Prompt - Print the data exactly. Omit the pictures.

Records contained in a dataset
● ● ● ● ● ● ●

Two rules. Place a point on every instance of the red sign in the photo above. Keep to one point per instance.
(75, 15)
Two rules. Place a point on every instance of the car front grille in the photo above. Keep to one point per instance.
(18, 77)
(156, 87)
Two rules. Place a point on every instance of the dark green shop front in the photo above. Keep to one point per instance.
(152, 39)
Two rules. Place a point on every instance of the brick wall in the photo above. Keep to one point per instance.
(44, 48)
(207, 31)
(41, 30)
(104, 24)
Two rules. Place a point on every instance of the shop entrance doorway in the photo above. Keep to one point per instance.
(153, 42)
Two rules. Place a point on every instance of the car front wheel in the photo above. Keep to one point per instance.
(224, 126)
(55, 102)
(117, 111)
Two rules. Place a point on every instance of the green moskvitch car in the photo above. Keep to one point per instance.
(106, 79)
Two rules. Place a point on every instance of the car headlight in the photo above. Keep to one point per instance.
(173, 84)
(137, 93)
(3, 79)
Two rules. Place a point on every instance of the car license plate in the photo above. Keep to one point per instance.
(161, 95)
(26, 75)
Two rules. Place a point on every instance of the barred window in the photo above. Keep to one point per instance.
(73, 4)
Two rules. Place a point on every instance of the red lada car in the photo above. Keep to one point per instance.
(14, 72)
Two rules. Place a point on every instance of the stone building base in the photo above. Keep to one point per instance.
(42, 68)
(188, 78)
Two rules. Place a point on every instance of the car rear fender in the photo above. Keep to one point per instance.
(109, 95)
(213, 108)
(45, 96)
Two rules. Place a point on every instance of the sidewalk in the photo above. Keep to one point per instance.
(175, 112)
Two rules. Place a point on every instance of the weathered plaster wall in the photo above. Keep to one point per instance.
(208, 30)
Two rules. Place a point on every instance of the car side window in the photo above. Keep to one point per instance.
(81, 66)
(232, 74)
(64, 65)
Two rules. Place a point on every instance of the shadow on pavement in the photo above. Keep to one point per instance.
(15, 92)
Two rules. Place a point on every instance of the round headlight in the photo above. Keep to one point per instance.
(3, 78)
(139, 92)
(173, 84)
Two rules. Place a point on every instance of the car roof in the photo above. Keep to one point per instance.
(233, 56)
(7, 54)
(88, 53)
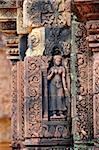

● ● ● ● ● ● ●

Answer for the task -
Two rules. Place a point on every instance of the red sign in the photo above. Keep to one point per instance.
(75, 15)
Two rules. Place a point on every instance of the car front grille in the photo above. Keep to one point per instance.
(18, 77)
(156, 87)
Two rules. Place a point on every instance of the dark green shop front in the photo above. Keep to one point per instance.
(152, 39)
Two rules. Place a point on every instance of the brick wall in the photo above. Keep to one point per instance.
(44, 48)
(207, 31)
(41, 30)
(104, 24)
Two rules. Place a point on every instance of the shop entrance doorway in the photo above. Keep to one point per instance.
(153, 42)
Two rules. Place a point on every instance of the car front wheel in the photo above. Keep to one point per instance.
(224, 126)
(55, 102)
(117, 111)
Two rules. Place a point on every instance of the green moskvitch car in the photo above. Keep to one point per instance.
(106, 79)
Two rules. Place a point on every instance of the car headlight in the photo above. Keep to one point per instance.
(173, 84)
(137, 93)
(3, 79)
Two rules. Place a point on every instance of the car license plate in the photo above. Keep to one point per instance.
(161, 95)
(26, 75)
Two rules. Place a point on every instance of the barred window in the photo above. Keep to one point per instance.
(73, 4)
Two rules. Place a point on every instance of the red lada car in the photo above. Keep to one point per instance.
(14, 72)
Two rules. Place a point on every instance of the stone building base in the photo above. Keep to one point per instance.
(42, 68)
(188, 78)
Two rules. Place a point on every instance of the car rear fender in the photo above. Keep to one point per instance.
(109, 95)
(213, 108)
(45, 96)
Two rules. Place a point on every instance of the sidewalk in the photo above. Keep to one point per instance.
(175, 112)
Two rules. Place a point on every instance of the weathered plaster wall in the photo above. Keep to one point per instance.
(208, 30)
Two rules. Place a point on every instance of the car side window in the photo above. Keep to one point per instance.
(81, 66)
(232, 74)
(64, 65)
Two rules. Place a point on every instance of the shadow on pavement in the photo above. Keep to one point per instance.
(15, 92)
Two rules. Place a point on every instance of the round headlight in the photo above. Keep to one point per instance.
(3, 78)
(139, 92)
(173, 84)
Two rules. Place a point on every instance of the car roof in the photo above. Keep to one point per instance.
(233, 56)
(7, 54)
(88, 53)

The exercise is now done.